[Data to process]:

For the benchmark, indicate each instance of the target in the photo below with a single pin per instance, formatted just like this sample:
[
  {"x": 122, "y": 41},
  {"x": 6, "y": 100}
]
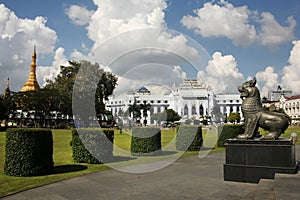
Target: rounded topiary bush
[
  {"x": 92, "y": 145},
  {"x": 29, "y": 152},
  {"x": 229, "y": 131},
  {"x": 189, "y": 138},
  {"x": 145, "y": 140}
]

* * *

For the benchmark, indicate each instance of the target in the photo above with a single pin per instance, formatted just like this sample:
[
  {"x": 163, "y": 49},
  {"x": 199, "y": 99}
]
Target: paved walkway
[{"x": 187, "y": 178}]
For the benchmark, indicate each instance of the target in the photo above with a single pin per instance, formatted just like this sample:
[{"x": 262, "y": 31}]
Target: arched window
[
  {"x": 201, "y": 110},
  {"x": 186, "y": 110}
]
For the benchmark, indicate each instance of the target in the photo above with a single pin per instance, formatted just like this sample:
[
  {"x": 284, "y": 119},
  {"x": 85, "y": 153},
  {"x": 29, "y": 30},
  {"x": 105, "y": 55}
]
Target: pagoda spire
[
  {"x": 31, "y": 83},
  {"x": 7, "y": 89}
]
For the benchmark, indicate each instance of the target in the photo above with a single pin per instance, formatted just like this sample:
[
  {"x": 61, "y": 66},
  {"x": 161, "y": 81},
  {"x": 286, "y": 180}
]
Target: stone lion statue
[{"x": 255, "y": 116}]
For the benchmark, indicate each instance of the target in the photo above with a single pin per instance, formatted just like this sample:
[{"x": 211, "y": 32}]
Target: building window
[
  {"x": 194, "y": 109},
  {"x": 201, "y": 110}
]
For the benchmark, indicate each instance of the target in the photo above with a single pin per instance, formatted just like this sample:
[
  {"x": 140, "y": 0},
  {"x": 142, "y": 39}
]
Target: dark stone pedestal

[What you are asked to do]: Return each line in the items above that contains the word "stone", copying those lines in their original order.

[Response to the task]:
Target: stone lion statue
Target: dark stone pedestal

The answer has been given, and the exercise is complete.